____ Extract provided

3 min read

Why Men Think They’re Still 25 (Even When Their Knees Say Otherwise)

Why Men Think They’re Still 25 (Even When Their Knees Say Otherwise)
Photo by Z / Unsplash

A Field Guide to Male Delusion

Ive just returned from a boys trip to Tasmania and I think ive realised why there’s a strange phenomenon affecting men everywhere.
Doctors can’t diagnose it.
Scientists can’t explain it.
Women roll their eyes at it daily.

It’s called Male Age Delusion Syndrome.....the unwavering belief that no matter what the birth certificate says…
we are still 25.

Ask any bloke how old he feels and the answer will be something like:

“Mate, physically 53…
…but mentally?
Prime of my life.”

And that’s how disasters happen.

Let’s dig in.

The Internal Age Calculator Is Broken

Women age sensibly.
They accept changes, adjust lifestyle, buy supportive shoes.

Men?
We still think we can:

  • jump a 10 metre gap
  • sprint like we’re late for kick off
  • deadlift our body weight “cold”
  • pop a manual in front of the kids
  • play touch footy without warming up
  • ride Maydena on day 5 with zero sleep and a belly full of wine

Our knees disagree.
Our lower backs disagree.
Our tendons strongly disagree.
But the male brain quietly whispers…

“You’ve still got it, big fella.”

And we believe it.

________
____ Excerpted data

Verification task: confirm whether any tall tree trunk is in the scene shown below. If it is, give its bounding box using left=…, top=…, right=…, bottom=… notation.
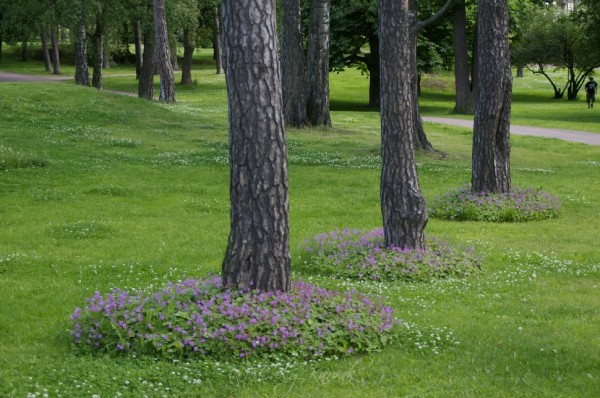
left=408, top=0, right=433, bottom=151
left=471, top=0, right=512, bottom=193
left=154, top=0, right=175, bottom=102
left=366, top=34, right=381, bottom=108
left=133, top=20, right=143, bottom=79
left=452, top=1, right=475, bottom=115
left=21, top=39, right=29, bottom=61
left=181, top=28, right=194, bottom=86
left=222, top=0, right=291, bottom=291
left=75, top=22, right=90, bottom=86
left=213, top=7, right=223, bottom=75
left=40, top=29, right=52, bottom=72
left=306, top=0, right=331, bottom=127
left=379, top=0, right=427, bottom=249
left=281, top=0, right=306, bottom=127
left=171, top=42, right=179, bottom=71
left=92, top=20, right=104, bottom=90
left=50, top=26, right=60, bottom=75
left=138, top=29, right=155, bottom=101
left=102, top=46, right=110, bottom=69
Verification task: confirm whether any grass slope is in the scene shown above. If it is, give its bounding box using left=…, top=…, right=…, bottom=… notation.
left=0, top=50, right=600, bottom=397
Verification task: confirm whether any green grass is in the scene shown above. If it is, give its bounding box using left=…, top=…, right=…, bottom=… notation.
left=0, top=46, right=600, bottom=397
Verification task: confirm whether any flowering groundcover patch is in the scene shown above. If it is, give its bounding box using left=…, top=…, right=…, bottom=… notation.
left=302, top=228, right=481, bottom=281
left=428, top=187, right=560, bottom=222
left=70, top=276, right=400, bottom=360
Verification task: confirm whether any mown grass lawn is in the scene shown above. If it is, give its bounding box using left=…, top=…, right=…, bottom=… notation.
left=0, top=48, right=600, bottom=397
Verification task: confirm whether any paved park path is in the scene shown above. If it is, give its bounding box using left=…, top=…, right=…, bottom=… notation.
left=423, top=116, right=600, bottom=145
left=0, top=71, right=600, bottom=145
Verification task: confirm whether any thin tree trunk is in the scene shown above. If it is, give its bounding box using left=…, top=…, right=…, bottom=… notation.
left=154, top=0, right=175, bottom=102
left=75, top=22, right=90, bottom=86
left=471, top=0, right=512, bottom=193
left=50, top=27, right=60, bottom=75
left=40, top=29, right=52, bottom=72
left=452, top=1, right=475, bottom=115
left=171, top=42, right=179, bottom=71
left=92, top=20, right=104, bottom=90
left=367, top=34, right=381, bottom=108
left=408, top=0, right=433, bottom=151
left=222, top=0, right=291, bottom=291
left=102, top=46, right=110, bottom=69
left=138, top=29, right=155, bottom=101
left=133, top=20, right=143, bottom=79
left=213, top=7, right=223, bottom=75
left=306, top=0, right=331, bottom=127
left=379, top=0, right=427, bottom=249
left=181, top=28, right=194, bottom=86
left=281, top=0, right=306, bottom=127
left=21, top=39, right=28, bottom=61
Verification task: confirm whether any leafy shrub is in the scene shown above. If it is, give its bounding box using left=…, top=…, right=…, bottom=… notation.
left=302, top=228, right=479, bottom=281
left=429, top=187, right=559, bottom=222
left=70, top=276, right=399, bottom=360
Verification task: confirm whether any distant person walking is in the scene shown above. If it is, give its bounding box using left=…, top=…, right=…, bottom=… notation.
left=585, top=76, right=598, bottom=108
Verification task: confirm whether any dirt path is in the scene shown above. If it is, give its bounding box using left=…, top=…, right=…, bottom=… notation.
left=0, top=71, right=600, bottom=145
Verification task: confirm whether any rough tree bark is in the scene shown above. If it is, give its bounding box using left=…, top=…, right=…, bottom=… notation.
left=281, top=0, right=307, bottom=127
left=379, top=0, right=427, bottom=249
left=471, top=0, right=512, bottom=193
left=181, top=28, right=195, bottom=86
left=75, top=22, right=90, bottom=86
left=452, top=1, right=475, bottom=115
left=222, top=0, right=291, bottom=291
left=306, top=0, right=331, bottom=127
left=154, top=0, right=175, bottom=102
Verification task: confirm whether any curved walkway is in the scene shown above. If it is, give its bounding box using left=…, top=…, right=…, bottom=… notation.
left=423, top=116, right=600, bottom=145
left=0, top=71, right=600, bottom=146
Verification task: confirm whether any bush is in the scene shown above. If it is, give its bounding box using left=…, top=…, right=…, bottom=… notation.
left=429, top=187, right=560, bottom=222
left=302, top=228, right=480, bottom=281
left=70, top=276, right=399, bottom=360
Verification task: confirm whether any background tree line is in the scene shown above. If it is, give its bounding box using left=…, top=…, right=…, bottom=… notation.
left=0, top=0, right=600, bottom=105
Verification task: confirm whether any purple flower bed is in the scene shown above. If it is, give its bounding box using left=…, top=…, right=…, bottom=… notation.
left=428, top=187, right=560, bottom=222
left=301, top=228, right=480, bottom=281
left=70, top=276, right=400, bottom=360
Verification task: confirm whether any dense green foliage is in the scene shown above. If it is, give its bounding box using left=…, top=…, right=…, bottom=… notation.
left=0, top=47, right=600, bottom=398
left=429, top=186, right=559, bottom=222
left=71, top=275, right=400, bottom=362
left=299, top=228, right=480, bottom=282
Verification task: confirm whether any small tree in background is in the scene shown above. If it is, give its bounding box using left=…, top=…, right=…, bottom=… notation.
left=471, top=0, right=512, bottom=193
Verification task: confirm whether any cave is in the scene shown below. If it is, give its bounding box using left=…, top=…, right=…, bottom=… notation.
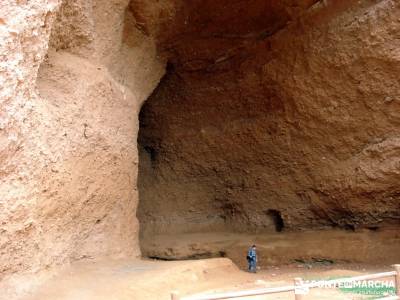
left=137, top=1, right=398, bottom=259
left=0, top=0, right=400, bottom=296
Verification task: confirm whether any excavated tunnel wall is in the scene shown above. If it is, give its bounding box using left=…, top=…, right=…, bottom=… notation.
left=0, top=0, right=400, bottom=290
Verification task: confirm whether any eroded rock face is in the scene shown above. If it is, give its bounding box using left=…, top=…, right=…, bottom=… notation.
left=0, top=0, right=400, bottom=292
left=139, top=1, right=400, bottom=238
left=0, top=0, right=164, bottom=291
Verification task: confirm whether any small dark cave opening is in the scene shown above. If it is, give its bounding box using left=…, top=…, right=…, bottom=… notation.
left=267, top=209, right=285, bottom=232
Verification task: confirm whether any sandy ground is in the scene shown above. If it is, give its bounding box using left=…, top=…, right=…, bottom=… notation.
left=14, top=258, right=396, bottom=300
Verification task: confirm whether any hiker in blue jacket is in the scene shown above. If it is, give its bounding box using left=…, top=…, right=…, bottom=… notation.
left=247, top=245, right=257, bottom=273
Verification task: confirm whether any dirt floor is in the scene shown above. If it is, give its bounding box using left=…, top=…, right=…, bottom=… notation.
left=10, top=258, right=396, bottom=300
left=141, top=228, right=400, bottom=269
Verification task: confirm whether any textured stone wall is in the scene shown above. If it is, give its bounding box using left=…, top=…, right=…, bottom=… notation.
left=0, top=0, right=164, bottom=286
left=139, top=1, right=400, bottom=236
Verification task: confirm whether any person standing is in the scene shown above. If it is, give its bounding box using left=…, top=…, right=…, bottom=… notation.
left=247, top=245, right=257, bottom=273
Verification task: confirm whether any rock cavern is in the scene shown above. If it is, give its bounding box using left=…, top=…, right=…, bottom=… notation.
left=0, top=0, right=400, bottom=299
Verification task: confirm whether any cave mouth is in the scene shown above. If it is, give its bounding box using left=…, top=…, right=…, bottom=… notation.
left=137, top=1, right=398, bottom=263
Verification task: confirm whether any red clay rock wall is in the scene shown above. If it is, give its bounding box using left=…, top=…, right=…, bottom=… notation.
left=139, top=1, right=400, bottom=235
left=0, top=0, right=164, bottom=286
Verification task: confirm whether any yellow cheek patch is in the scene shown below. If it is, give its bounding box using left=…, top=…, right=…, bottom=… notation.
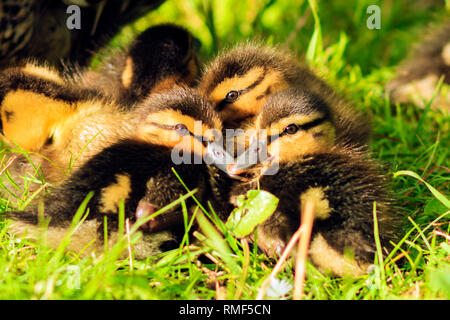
left=309, top=233, right=369, bottom=277
left=299, top=187, right=331, bottom=220
left=121, top=57, right=133, bottom=89
left=100, top=174, right=131, bottom=213
left=21, top=63, right=64, bottom=85
left=1, top=90, right=75, bottom=151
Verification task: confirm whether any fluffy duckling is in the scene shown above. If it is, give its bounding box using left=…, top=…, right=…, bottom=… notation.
left=386, top=21, right=450, bottom=110
left=228, top=89, right=395, bottom=276
left=8, top=89, right=221, bottom=258
left=198, top=45, right=370, bottom=145
left=73, top=24, right=199, bottom=108
left=0, top=63, right=136, bottom=175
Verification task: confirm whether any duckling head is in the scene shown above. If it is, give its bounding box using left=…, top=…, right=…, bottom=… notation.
left=121, top=24, right=199, bottom=97
left=199, top=45, right=301, bottom=128
left=227, top=88, right=335, bottom=175
left=136, top=87, right=222, bottom=161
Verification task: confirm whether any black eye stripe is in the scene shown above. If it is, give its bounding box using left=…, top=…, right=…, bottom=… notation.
left=298, top=117, right=327, bottom=130
left=278, top=117, right=327, bottom=140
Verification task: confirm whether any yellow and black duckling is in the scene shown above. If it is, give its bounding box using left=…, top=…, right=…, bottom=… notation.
left=0, top=63, right=136, bottom=174
left=74, top=24, right=199, bottom=108
left=228, top=89, right=395, bottom=276
left=8, top=88, right=221, bottom=257
left=386, top=20, right=450, bottom=110
left=198, top=44, right=370, bottom=145
left=0, top=25, right=198, bottom=193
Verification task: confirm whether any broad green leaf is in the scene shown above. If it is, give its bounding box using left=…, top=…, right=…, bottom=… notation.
left=394, top=170, right=450, bottom=209
left=226, top=190, right=279, bottom=238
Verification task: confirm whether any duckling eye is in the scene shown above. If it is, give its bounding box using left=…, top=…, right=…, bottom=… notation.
left=174, top=123, right=189, bottom=136
left=284, top=123, right=299, bottom=134
left=225, top=90, right=239, bottom=102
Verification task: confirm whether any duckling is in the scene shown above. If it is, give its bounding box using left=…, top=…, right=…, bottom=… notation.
left=198, top=44, right=370, bottom=145
left=73, top=24, right=199, bottom=108
left=228, top=89, right=396, bottom=276
left=386, top=21, right=450, bottom=110
left=8, top=88, right=225, bottom=258
left=0, top=63, right=137, bottom=195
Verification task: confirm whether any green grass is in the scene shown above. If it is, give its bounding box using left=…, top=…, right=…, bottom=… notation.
left=0, top=0, right=450, bottom=300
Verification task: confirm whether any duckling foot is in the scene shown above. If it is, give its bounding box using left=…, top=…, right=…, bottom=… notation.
left=135, top=199, right=183, bottom=232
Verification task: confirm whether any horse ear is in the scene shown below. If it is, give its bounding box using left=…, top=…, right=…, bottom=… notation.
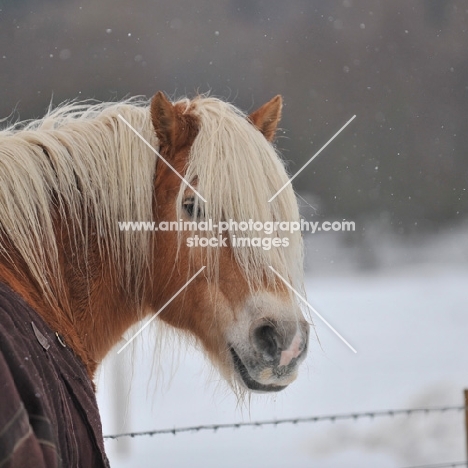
left=249, top=94, right=283, bottom=141
left=150, top=91, right=176, bottom=146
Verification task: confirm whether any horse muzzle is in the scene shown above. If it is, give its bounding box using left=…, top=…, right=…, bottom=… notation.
left=229, top=318, right=309, bottom=393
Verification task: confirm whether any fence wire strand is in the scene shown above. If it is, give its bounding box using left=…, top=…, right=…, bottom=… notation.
left=104, top=406, right=468, bottom=440
left=405, top=461, right=468, bottom=468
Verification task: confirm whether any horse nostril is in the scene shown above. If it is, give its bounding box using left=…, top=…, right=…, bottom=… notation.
left=254, top=325, right=279, bottom=359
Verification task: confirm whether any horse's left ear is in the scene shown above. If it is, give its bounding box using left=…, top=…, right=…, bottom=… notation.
left=249, top=94, right=283, bottom=141
left=151, top=91, right=176, bottom=146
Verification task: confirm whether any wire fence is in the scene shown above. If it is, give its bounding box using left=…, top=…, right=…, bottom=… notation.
left=104, top=406, right=468, bottom=440
left=405, top=461, right=468, bottom=468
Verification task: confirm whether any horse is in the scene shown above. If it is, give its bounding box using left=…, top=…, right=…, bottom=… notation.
left=0, top=92, right=309, bottom=468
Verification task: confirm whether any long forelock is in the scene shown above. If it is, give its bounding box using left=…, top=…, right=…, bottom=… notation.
left=177, top=97, right=303, bottom=296
left=0, top=98, right=158, bottom=312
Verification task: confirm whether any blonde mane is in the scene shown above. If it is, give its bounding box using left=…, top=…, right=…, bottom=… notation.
left=0, top=98, right=158, bottom=307
left=0, top=97, right=302, bottom=313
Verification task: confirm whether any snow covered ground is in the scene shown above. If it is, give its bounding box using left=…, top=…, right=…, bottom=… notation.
left=98, top=231, right=468, bottom=468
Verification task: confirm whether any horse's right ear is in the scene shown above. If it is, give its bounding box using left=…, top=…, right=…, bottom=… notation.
left=150, top=91, right=176, bottom=146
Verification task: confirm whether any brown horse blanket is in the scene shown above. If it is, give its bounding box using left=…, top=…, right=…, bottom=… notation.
left=0, top=283, right=109, bottom=468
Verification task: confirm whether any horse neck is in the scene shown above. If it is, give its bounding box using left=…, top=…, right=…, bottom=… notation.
left=0, top=106, right=155, bottom=375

________

## Exercises
- a) Summarize the piece on Male Age Delusion Syndrome in two sentences.
- b) Continue the piece on Male Age Delusion Syndrome from its final line.

## Solved tasks
- a) After a boys trip to Tasmania, the writer names a phenomenon called Male Age Delusion Syndrome: the unwavering belief among men that they are still 25, whatever their birth certificate says. Women accept aging and adjust, while men still think they can sprint, deadlift cold or ride Maydena on day 5 with zero sleep, and they believe it even though their knees, lower backs and tendons disagree.

- b)
The ‘One More Time’ Death Sentence

Every man knows those three fatal words:
“Just one more...”

  • One more drop.
  • One more jump.
  • One more rep.
  • One more sprint.
  • One more beer before riding home.

At 25, “just one more” was a warm-up.
At 40+, “just one more” is the reason your physio drives a BMW.

If you ever want to see a grown man crying into an ice pack, just film him saying “Watch this.”

The Downhill Illusion

Men over 40, especially blokes like us who still play hard, carry a special kind of confidence:

On the climb:
“Boys go ahead, I’ll catch up.”

On the descent:
“Stand back and admire greatness.”

It doesn’t matter if our lungs are whistling like a busted kettle.....give us a challenge and we instantly transform into the hero of our own mental movie.

In our minds:
We are 25, fearless, and sponsored by Red Bull.

In reality:
We are 53, semi-employed by Voltaren.

The Shoulder-Check of Doom

This is the moment every man discovers he is not, in fact, still 25.

You bend down to pick something up.
You stand back up.
Your knees creak like an old barn door.
You freeze.
You look around slowly, hoping no one heard it.

Congratulations.
You’ve aged 15 years in one second.

Bonus points if you follow it up with:
“Wow, just need to warm up!”

No mate.
That’s age tapping you on the shoulder.

Our Brain Remembers. Our Body Does Not.

The male brain holds a deeply distorted archive of past ability.

It remembers:

  • the tries we scored
  • the jumps we nailed
  • the sprints we won
  • the weights we lifted
  • the speed we carried
  • the stupid things we absolutely should have died doing

But it conveniently forgets:

  • recovery times
  • hospital visits
  • the fact you now groan when you sit down
  • the kids asking “Dad are you alright?” every time you stand up

We think we're still the bloke we used to be.
And honestly?
I love that about us.

Male Ego vs. Physics

Here’s the dangerous part.

Men don’t change scale.

We don’t say:
“I’m 53, I’ll take the green line.”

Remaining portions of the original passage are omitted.